## What you have to do
Print, exactly as they stand, the lines from the start of the listing to the line containing "In the photo above, where can the knuckle", inclusive.

Start of Data for this task

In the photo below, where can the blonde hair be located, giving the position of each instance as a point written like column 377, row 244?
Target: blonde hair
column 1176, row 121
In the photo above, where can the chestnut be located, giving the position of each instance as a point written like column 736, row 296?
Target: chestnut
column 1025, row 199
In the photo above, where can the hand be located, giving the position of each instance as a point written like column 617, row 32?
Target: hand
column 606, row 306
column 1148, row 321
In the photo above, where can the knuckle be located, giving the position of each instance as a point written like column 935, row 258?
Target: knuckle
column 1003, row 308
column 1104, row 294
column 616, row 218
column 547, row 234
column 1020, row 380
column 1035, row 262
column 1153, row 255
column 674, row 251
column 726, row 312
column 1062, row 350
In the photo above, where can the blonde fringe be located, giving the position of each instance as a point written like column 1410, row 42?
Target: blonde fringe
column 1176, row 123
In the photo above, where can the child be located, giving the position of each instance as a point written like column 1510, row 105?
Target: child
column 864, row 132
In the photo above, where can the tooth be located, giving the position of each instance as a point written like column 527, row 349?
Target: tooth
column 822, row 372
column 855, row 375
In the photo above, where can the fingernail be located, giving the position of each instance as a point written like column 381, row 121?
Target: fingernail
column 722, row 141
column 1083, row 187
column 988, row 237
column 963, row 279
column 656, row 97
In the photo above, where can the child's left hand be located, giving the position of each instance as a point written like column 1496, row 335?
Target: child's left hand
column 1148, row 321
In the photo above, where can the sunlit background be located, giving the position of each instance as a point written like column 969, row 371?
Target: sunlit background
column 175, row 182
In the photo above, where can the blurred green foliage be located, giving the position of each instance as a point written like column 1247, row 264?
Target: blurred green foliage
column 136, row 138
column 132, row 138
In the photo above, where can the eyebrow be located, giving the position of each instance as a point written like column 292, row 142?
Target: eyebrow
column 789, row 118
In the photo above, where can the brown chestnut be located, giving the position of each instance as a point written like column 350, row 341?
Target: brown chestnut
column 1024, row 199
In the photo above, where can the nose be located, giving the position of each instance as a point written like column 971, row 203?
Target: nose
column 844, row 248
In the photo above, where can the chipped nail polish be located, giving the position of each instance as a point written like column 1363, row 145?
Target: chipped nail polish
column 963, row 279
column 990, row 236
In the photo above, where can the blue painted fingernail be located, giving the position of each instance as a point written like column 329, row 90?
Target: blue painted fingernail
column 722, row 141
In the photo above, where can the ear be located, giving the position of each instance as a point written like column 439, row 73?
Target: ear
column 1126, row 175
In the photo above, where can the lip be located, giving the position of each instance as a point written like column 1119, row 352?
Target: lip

End of Data for this task

## Task response
In the photo below, where can the blonde hair be located, giving the position of each instance as a point written like column 377, row 244?
Target: blonde hair
column 1176, row 121
In the photo above, where can the chestnut be located, giving the position of each instance as a point written like column 736, row 296?
Target: chestnut
column 1025, row 199
In the photo above, where can the hand be located, giving the position of each instance as a point written like column 617, row 32?
Target: hand
column 606, row 306
column 1148, row 321
In the photo above, where can the knuckle be located, giving the position of each instance as a point written like column 935, row 258?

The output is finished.